— Start of Source extract —

However, if a supercharger or turbocharger is in your wheelhouse, the Terminator-X’s included wiring harness is exactly the same as the HP and Dominator systems. This means an external two-bar or higher MAP sensor can be used to read boost. However, it will need to be calibrated in the system. Another cool feature of the Terminator-X is the boost control can be managed with the handheld, so this advanced feature doesn’t require the use of a laptop for the basic integration and tuning.
The same is true with nitrous tuning. You can set up progressive nitrous pulse-width control, nitrous-specific Air/Fuel ratios (AFR), trigger points, timing retards and other options all with the handheld unit. Speaking of AFR, the Terminator-X and MAX both employ the latest in Bosch wideband oxygen sensor technology, utilizing the LSU 4.9 version sensor. The 4.9 sensor does require a different connector than the earlier 4.1 version. Since the harness was originally designed for the 4.1 sensor, there is an adapter included which makes this conversion literally a snap.
Other features included with the Terminator-X and MAX also include the ability to create an offset base fuel map. This allows you to create a custom fuel curve for different fuels such as E85, in addition to various concentrations of ethanol blends, like E30 or E50, using a factory GM flex-fuel sensor in the fuel line.
All of the popular options for tuning can be handled with the 3.5-inch touch screen. But if you want to get more sophisticated — or are just more comfortable with a keyboard — a laptop can be easily configured to dive into both the basics as well as the more in-depth aspects of the Terminator software.
We will follow this story with an installation test on a budget-oriented truck engine we’re building. But from the start, it appears the Terminator-X, and its cousin MAX, are destined to become a popular choice for engine swappers and LS aficionados. The whole idea behind having fun with cars is not having to struggle with complex EFI systems. It appears the Terminator-X has a direct line on removing headaches, and making LS engine transplants simple, easy, and fun.

— End of Source extract —
— Start of Record extracts —

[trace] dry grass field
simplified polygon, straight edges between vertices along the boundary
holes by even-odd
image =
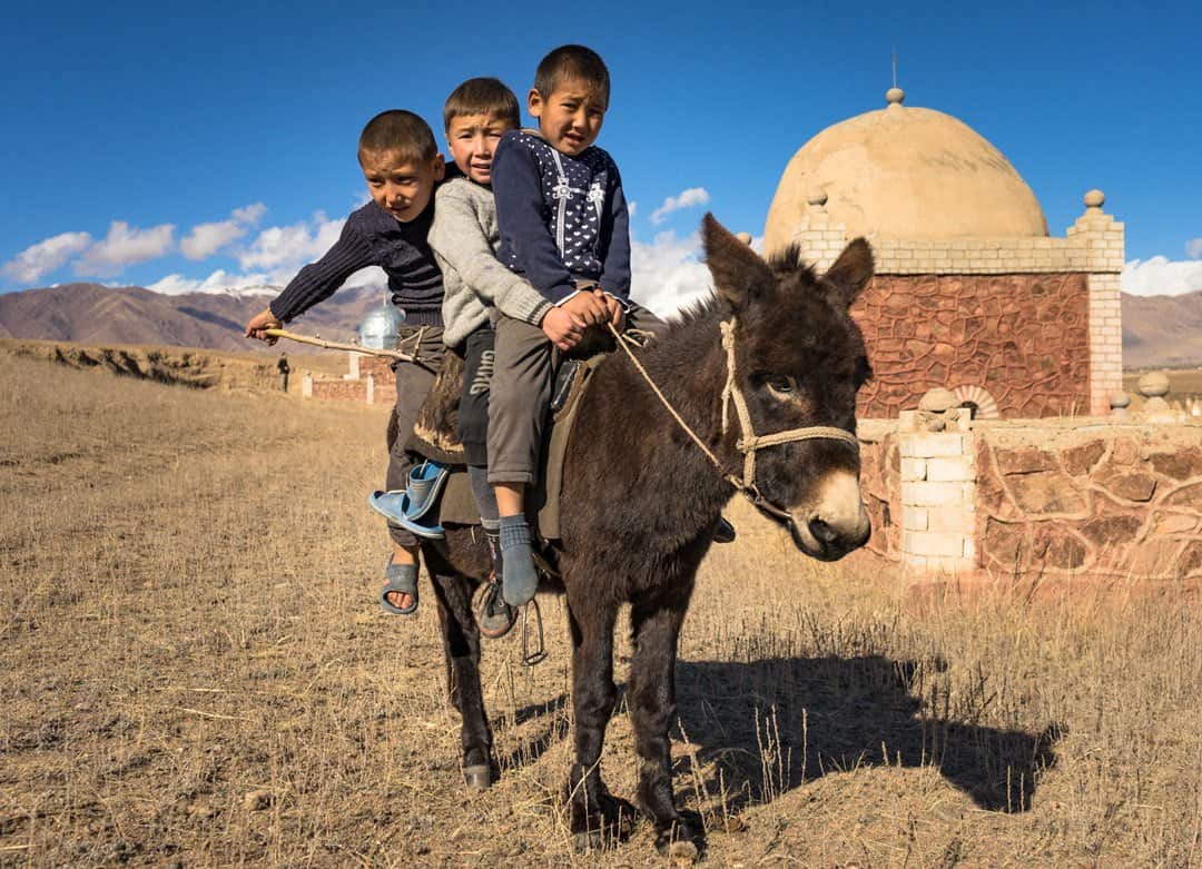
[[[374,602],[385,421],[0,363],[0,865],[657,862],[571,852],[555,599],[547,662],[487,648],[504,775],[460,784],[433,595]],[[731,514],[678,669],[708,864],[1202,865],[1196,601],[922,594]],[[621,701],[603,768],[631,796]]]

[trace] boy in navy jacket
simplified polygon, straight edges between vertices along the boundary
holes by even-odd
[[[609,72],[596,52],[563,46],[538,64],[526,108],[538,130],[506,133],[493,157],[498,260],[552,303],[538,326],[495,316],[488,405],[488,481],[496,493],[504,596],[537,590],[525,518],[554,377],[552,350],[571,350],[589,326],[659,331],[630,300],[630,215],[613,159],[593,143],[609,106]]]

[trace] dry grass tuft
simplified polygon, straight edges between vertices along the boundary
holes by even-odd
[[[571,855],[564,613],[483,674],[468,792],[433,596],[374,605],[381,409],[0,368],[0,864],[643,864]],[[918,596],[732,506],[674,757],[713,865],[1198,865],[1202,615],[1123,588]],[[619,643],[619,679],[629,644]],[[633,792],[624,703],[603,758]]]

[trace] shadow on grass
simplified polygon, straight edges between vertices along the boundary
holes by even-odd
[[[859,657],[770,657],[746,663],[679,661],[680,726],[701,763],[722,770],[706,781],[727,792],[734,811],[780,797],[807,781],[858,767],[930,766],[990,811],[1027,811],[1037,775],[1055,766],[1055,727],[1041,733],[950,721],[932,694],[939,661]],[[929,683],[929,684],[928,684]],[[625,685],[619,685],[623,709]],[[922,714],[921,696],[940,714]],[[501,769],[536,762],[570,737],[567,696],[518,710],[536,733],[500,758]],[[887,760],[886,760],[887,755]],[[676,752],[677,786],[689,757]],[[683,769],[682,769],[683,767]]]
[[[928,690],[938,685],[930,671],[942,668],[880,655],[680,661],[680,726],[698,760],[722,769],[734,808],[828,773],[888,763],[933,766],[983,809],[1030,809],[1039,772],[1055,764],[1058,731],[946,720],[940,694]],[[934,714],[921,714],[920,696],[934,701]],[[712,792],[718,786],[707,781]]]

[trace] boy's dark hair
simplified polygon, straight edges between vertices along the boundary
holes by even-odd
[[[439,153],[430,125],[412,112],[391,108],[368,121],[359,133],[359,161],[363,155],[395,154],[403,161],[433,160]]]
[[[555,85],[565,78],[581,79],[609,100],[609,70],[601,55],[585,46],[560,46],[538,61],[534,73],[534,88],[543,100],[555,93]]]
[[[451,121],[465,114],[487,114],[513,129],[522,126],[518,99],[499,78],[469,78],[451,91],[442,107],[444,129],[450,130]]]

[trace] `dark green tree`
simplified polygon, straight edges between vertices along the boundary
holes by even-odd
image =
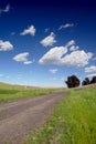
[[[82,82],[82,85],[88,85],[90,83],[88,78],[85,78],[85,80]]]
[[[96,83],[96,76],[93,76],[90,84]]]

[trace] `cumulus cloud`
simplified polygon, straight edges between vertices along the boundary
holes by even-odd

— End of Record extracts —

● The request: Please list each nitrous setting that the Terminator-X text above names as adjustable with the handheld unit.

● Task solution:
- Progressive nitrous pulse-width control
- Nitrous-specific Air/Fuel ratios (AFR)
- Trigger points
- Timing retards